SET TASK | Turn the entries below, from the line containing "Can you find the lake" through the line containing "[[64, 51], [104, 49]]", both lines included, into a JSON list of strings, one string per line, leaving out blank lines.

>>>

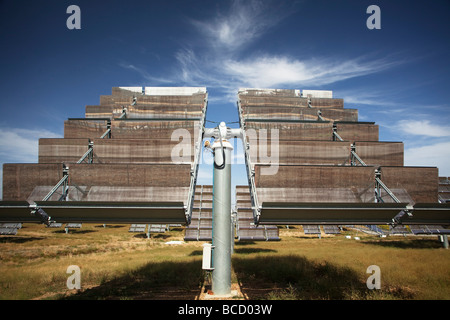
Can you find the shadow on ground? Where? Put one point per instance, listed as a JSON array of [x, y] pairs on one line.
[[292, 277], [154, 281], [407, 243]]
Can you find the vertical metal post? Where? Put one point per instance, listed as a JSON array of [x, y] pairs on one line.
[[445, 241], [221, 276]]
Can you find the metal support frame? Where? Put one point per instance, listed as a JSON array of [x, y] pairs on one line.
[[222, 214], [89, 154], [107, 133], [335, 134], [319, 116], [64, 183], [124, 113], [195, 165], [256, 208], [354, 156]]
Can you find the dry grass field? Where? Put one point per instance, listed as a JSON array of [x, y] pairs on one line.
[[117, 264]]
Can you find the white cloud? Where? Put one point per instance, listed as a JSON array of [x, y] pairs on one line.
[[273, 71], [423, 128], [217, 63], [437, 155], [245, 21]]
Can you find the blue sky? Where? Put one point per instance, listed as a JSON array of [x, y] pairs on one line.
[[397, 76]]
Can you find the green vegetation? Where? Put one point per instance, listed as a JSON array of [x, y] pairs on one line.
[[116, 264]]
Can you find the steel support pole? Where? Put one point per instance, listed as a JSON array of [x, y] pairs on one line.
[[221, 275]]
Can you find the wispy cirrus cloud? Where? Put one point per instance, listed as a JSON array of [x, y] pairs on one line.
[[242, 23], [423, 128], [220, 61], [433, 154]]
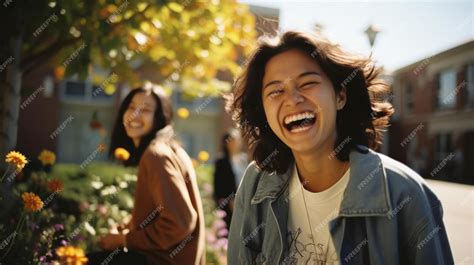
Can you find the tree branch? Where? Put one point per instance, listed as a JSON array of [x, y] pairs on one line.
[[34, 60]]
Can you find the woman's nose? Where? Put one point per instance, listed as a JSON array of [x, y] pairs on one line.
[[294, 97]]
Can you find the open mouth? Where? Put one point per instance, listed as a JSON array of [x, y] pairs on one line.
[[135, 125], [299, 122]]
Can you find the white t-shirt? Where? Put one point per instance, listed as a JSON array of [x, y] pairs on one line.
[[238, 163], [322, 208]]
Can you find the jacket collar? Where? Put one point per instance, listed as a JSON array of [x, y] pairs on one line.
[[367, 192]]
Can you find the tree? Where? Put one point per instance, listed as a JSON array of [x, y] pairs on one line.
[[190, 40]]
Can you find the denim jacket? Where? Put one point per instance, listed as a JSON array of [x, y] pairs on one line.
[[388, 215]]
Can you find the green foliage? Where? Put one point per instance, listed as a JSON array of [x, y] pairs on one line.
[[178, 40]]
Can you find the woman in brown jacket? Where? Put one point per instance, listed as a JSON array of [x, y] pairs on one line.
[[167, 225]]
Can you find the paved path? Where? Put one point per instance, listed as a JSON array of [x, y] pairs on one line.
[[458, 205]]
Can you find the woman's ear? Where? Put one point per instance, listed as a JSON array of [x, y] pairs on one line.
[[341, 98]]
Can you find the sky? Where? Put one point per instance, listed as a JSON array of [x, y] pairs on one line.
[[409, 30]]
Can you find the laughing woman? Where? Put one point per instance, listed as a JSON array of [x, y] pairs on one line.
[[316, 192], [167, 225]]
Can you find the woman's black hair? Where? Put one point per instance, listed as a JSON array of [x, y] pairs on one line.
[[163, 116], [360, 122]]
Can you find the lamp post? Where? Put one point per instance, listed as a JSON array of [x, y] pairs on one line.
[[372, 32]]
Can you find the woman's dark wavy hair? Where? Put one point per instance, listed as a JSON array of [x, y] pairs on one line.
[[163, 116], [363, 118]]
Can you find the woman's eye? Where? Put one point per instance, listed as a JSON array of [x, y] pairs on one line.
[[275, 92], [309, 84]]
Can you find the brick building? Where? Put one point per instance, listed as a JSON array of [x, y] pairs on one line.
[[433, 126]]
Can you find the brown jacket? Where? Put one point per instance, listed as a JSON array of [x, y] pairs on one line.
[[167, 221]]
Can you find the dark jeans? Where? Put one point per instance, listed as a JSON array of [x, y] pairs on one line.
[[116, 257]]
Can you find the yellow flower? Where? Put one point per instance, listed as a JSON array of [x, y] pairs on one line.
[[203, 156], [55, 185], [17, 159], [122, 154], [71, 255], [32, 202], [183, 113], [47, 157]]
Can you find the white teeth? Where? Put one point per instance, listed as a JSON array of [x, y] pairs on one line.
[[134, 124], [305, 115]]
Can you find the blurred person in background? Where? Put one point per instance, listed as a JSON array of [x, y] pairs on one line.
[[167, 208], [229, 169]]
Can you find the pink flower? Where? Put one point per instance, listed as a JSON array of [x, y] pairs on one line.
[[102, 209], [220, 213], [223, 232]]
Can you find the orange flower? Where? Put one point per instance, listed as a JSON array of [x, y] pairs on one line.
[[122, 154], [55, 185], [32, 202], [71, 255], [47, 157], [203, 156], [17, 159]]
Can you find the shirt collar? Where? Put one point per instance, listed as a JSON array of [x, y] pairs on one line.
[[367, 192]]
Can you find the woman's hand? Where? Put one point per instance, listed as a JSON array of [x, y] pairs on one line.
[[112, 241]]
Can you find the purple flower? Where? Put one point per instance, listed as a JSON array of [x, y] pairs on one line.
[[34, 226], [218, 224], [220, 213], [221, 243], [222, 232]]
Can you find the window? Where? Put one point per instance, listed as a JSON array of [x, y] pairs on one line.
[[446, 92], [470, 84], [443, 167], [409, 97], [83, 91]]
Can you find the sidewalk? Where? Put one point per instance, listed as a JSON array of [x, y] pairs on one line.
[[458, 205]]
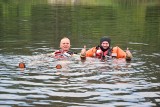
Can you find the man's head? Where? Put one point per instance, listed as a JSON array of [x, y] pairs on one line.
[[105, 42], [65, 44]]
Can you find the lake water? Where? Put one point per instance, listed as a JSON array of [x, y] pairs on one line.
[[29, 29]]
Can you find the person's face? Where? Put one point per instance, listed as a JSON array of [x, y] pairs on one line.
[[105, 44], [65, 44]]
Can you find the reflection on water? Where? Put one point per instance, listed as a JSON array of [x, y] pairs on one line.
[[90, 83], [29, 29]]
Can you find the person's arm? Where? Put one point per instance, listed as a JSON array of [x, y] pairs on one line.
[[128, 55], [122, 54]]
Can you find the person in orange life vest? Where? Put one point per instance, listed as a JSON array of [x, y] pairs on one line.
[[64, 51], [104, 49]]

<<<
>>>

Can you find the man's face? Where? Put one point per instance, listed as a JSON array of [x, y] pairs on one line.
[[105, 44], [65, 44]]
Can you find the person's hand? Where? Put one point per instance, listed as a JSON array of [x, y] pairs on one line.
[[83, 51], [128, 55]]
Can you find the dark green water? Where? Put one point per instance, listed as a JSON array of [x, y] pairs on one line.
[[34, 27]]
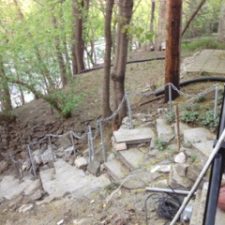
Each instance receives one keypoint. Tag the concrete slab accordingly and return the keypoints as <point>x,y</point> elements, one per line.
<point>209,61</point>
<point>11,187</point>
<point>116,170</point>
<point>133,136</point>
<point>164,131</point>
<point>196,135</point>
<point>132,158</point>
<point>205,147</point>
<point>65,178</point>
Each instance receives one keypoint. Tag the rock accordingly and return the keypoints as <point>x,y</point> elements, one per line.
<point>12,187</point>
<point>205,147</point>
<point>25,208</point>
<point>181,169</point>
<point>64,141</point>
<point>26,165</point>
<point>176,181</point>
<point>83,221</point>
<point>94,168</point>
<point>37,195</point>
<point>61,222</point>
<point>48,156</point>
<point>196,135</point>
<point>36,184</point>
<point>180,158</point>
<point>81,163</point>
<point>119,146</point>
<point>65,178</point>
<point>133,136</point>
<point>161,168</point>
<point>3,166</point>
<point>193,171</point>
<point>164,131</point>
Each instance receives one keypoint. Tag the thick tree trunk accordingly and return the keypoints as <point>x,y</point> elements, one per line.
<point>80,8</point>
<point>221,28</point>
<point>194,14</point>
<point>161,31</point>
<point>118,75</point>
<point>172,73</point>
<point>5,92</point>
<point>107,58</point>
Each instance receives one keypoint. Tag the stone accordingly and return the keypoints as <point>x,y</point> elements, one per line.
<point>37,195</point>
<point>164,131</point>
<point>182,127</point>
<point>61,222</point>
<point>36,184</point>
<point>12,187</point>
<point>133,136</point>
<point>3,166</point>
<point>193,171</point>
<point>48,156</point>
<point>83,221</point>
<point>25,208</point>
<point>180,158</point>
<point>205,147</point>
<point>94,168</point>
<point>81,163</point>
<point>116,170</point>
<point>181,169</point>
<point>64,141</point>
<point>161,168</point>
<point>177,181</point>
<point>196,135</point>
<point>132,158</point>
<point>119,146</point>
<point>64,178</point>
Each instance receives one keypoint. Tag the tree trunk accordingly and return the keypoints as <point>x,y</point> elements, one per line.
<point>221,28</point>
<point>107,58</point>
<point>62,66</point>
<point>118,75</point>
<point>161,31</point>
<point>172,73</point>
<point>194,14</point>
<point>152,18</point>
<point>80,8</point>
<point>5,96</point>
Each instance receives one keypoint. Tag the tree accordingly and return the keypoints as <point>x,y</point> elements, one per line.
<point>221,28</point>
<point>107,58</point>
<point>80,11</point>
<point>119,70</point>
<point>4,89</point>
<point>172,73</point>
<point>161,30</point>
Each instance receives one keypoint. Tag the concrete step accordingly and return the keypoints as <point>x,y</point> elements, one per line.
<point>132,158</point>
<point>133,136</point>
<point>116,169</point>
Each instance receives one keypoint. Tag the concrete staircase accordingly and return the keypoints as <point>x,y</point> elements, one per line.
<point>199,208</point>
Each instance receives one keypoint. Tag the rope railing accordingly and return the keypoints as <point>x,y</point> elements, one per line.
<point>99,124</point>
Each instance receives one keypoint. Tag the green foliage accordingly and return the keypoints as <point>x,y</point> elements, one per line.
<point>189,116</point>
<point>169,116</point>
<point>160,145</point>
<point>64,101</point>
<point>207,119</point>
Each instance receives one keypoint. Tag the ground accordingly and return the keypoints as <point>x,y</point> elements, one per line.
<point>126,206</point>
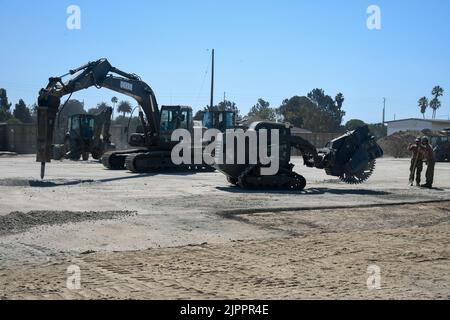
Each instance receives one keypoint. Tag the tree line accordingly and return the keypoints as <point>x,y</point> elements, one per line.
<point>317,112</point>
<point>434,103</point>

<<<

COMPLETE ANSWER |
[
  "Can you find the lake water? Where? Put one point per instance, listed as a JSON array of [x, y] pairs on one line.",
  "[[29, 29]]",
  "Can you find the person's face? Where? Put one point per instance, listed as a JSON array of [x, y] pairs on one line.",
  "[[105, 44], [65, 44]]",
  "Can you find the reflection on water? Where? Put one point per instance, listed as a JSON array of [x, y] pairs on one line.",
  "[[90, 83], [29, 29]]",
  "Can you find the person's arm? Where? Put one point per instance, listed as a JSON array of [x, y] pairs on one line.",
  "[[128, 55], [122, 54]]",
  "Can you find the person in orange life vest? Where? Put one point per instance, listed as a JSON array of [x, y] pairs on one line.",
  "[[64, 51], [104, 49]]"
]